OBIETTIVO: Elenca tutte le forme di tortura che, secondo il testo sui prigionieri, vengono praticate sui prigionieri dei movimenti di lotta del Polisario.

TESTO DEL DOCUMENTO:
Molti di loro sono morti in carcere, ufficialmente suicidati, nonostante
tutto dimostrasse che erano stati uccisi:ma la propaganda portata avanti
dal governo tedesco, con l'appoggio di tutti i media, ha impedito che si
stabilisse la versione esatta dei fatti. Per questo, la volontà di
liberarli, portata avanti da molti dei gruppi che ne sostengono gli ideali,
ha bisogno di un'appoggio forte a livello di informazione, soprattutto ora
che la Germania si accredita come prima potenza nel continente europeo.
Dal Sahara viene invece la testimonianza della popolazione del Polisario,
che soffre di una prigionia che non è solo quella delle carceri, ma è anche
uella nel proprio territorio, simile più ad una grande riserva che ad un
paese. Non hanno passaporto non possono entrare ed uscire a loro
piacimento dalle altre città del Marocco, e in questo modo non viene loro
negata solo un'identità come popolo, ma anche come persone. Anche i
giornalisti non hanno libero accesso nel loro territorio, e sono prima
controllati dal governo marocchino. I prigionieri dei movimenti di lotta
del Polisario non sono riconsciuti come prigionieri politici ma come
terroristi, e su di loro viene praticata la tortura, come tagliare la pelle
e porre sale sopra le ferite, gli elettrodi ai genitali, la garrota, la
violenza sulle donne fatta davanti ai padri e ai mariti. Ma i polisari non
distinguono tra i militari e la popolazione, perchè questi ultimi sono
complici, come complici sono tutti quei governi che pur sapendo cosa
avviene non fanno sentire la propria voce.

DATI:
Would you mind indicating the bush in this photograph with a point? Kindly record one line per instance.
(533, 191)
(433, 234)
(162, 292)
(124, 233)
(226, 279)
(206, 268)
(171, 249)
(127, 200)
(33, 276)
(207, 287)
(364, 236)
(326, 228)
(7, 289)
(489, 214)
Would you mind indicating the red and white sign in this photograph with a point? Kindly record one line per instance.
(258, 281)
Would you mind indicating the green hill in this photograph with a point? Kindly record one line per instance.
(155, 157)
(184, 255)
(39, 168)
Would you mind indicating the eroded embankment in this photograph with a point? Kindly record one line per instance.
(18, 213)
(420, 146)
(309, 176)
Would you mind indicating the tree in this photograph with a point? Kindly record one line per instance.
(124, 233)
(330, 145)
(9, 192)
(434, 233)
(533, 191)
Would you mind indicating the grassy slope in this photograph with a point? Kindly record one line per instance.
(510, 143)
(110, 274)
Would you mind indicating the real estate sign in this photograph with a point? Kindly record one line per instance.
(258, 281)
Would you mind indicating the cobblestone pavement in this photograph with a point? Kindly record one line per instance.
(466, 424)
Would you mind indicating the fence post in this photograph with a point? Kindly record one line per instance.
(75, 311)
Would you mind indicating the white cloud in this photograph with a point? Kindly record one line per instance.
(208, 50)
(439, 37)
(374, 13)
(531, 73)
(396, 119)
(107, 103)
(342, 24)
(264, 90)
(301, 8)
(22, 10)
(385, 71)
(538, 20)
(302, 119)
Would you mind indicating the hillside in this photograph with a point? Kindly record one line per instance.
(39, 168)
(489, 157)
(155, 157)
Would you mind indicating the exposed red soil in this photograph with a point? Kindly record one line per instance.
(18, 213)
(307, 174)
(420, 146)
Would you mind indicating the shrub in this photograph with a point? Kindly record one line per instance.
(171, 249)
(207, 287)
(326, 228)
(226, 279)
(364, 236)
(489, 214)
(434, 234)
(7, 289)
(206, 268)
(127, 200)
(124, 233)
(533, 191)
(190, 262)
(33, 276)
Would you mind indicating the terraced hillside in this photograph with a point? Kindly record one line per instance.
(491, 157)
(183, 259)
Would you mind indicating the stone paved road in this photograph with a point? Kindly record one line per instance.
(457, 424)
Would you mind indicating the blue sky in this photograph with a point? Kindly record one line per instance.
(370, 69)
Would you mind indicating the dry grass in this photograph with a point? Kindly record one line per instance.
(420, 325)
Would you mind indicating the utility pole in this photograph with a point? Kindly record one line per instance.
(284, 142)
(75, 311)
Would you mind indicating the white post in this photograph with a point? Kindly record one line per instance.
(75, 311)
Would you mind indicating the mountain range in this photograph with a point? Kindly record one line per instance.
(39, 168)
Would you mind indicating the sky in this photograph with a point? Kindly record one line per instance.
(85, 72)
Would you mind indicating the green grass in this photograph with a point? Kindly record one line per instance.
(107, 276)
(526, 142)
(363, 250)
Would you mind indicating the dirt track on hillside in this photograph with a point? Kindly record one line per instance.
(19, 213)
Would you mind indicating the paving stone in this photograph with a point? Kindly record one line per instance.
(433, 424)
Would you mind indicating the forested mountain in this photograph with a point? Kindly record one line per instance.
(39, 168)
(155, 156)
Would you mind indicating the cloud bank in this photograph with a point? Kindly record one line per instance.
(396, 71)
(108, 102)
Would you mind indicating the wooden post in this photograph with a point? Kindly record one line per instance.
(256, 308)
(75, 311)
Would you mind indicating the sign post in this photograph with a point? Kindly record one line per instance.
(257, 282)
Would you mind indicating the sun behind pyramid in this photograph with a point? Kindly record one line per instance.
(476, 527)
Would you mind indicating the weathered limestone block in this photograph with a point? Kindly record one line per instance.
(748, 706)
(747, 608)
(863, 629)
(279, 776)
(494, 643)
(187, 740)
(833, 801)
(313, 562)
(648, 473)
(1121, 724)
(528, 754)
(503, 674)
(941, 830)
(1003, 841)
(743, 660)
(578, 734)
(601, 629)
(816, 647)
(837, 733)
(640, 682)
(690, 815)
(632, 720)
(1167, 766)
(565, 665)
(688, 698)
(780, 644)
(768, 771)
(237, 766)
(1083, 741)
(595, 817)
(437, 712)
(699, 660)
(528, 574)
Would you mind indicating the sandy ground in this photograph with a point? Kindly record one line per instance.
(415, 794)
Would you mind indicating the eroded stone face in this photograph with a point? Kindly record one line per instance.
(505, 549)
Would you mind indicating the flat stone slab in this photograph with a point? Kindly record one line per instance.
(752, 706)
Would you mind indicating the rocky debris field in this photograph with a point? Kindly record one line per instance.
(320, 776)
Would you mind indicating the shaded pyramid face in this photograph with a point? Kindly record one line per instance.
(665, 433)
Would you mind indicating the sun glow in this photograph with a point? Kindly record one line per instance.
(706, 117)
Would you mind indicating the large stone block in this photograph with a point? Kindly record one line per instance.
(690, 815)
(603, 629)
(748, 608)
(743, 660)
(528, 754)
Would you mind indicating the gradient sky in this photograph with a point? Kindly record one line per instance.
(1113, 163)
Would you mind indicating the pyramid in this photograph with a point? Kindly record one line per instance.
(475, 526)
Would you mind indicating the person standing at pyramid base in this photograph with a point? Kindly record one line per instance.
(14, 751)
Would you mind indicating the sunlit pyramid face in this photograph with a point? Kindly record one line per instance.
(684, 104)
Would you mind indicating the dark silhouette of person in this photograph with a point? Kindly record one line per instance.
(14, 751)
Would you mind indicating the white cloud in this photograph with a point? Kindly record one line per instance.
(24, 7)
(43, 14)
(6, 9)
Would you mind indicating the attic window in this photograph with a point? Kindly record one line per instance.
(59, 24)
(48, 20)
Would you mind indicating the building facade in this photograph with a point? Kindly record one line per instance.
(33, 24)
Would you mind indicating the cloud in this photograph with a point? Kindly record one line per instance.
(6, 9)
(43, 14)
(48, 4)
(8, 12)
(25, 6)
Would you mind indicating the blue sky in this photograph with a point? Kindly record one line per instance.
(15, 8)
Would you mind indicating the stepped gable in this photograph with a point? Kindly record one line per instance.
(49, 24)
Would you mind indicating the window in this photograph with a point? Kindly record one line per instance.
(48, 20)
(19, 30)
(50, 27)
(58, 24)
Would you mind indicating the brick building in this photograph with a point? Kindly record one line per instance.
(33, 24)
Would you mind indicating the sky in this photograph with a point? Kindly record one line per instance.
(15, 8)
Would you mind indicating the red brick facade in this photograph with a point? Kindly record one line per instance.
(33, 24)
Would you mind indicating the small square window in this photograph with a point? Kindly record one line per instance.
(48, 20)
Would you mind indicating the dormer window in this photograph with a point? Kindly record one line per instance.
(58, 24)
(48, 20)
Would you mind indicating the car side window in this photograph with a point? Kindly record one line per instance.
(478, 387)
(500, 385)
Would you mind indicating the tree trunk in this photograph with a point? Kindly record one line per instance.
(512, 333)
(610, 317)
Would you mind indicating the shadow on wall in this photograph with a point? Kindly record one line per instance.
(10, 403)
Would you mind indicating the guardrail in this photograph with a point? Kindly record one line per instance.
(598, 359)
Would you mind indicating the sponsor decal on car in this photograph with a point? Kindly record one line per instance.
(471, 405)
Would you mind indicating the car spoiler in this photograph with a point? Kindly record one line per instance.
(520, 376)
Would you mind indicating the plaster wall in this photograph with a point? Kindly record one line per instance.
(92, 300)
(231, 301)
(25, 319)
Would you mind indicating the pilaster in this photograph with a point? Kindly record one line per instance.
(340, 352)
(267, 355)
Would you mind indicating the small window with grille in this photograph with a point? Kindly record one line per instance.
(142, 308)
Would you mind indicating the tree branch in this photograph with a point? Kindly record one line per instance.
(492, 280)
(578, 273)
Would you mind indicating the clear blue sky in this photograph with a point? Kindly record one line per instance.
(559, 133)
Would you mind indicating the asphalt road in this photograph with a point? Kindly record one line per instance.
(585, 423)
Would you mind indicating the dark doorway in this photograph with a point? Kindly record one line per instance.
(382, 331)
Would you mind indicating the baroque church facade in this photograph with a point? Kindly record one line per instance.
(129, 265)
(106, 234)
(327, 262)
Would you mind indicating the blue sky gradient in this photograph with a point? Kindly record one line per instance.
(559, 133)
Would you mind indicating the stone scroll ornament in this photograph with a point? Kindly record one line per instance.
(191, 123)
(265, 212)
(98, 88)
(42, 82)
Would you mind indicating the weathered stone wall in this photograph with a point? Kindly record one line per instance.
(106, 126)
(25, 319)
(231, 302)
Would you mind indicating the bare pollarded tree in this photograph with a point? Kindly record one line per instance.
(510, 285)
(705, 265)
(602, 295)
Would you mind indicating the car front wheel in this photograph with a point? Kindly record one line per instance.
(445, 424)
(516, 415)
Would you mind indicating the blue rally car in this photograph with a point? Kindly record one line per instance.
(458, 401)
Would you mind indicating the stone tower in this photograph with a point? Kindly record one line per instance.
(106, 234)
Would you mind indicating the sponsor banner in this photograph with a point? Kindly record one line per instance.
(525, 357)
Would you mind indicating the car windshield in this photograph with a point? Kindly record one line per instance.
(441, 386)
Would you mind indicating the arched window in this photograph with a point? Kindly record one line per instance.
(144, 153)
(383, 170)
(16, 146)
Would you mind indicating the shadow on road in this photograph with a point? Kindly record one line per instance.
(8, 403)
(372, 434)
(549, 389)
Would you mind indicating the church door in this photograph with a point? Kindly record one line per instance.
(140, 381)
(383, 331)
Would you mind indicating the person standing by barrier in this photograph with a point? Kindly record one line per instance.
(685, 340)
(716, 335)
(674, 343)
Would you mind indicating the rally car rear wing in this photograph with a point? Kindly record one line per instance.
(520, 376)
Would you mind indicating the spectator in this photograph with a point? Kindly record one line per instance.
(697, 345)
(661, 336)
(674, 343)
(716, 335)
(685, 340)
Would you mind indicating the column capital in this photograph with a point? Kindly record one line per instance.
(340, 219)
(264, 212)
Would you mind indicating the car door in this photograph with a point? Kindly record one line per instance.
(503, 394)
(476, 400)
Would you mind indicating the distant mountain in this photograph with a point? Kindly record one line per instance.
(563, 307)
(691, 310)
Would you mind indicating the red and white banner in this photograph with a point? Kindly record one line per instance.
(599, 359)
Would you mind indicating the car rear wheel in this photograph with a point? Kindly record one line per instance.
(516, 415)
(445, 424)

RISULTATO:
- tagliare la pelle e porre sale sopra le ferite
- gli elettrodi ai genitali
- la garrota
- la violenza sulle donne fatta davanti ai padri e ai mariti